EXTRAIT DU DOCUMENT.
Je conclurai par une question.

Un sénateur du groupe UMP. Sur la fin du monde ? (Sourires.)

M. Alain Gournac. C’est demain la fin du monde !

M. Jean-Vincent Placé. Monsieur le ministre, quels financements la France mobilise-t-elle actuellement pour la lutte contre le changement climatique, notamment en faveur des pays du Sud ? Comment atteindre les fameux 100 milliards de dollars par an de financement pour le climat en 2020, conformément aux engagements de Copenhague ? (Applaudissements sur les travées du groupe écologiste et sur plusieurs travées du groupe socialiste. – MM. Stéphane Mazars et Robert Hue applaudissent également.)

M. le président. La parole est à M. le ministre délégué chargé du développement.

M. Pascal Canfin, ministre délégué auprès du ministre des affaires étrangères, chargé du développement. Monsieur le sénateur Jean-Vincent Placé, vous m'interrogez sur les financements mobilisés par la France en faveur du climat, notamment en direction des pays du Sud.

ENTRÉES FOURNIES.

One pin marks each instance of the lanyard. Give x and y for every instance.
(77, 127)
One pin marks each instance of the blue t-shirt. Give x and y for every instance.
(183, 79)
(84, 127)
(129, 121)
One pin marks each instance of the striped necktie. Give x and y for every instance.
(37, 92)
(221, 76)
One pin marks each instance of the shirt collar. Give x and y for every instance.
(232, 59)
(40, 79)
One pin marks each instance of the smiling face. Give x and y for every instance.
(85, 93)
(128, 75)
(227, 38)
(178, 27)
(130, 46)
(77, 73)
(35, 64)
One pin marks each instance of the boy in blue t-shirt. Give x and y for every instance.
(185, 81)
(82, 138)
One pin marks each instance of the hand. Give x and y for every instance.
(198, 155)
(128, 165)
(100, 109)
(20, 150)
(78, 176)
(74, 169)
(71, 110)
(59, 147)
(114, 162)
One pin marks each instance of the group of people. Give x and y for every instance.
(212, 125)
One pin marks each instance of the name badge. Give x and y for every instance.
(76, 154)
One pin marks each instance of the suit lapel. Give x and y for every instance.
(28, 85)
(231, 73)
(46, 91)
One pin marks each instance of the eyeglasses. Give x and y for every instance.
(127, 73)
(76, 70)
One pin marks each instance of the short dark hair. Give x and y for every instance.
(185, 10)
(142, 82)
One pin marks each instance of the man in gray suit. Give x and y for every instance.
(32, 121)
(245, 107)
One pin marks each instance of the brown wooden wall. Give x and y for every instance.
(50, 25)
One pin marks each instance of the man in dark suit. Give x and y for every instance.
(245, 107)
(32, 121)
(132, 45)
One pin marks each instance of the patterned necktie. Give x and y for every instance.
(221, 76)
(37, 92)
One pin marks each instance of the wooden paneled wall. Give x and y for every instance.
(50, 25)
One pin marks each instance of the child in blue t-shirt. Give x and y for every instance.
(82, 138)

DÉFI.
Dans l'extrait du débat au Sénat, pourquoi M. Jean-Vincent Placé parle-t-il d'atteindre 100 milliards de dollars par an de financement pour le climat en 2020 ? Répondez en une à trois phrases.

RÉPONSE À L'EXERCICE.
Cet objectif correspond aux engagements de Copenhague, qu'il invoque pour fixer le montant à atteindre en 2020. Il demande donc au ministre comment parvenir à ces 100 milliards de dollars par an.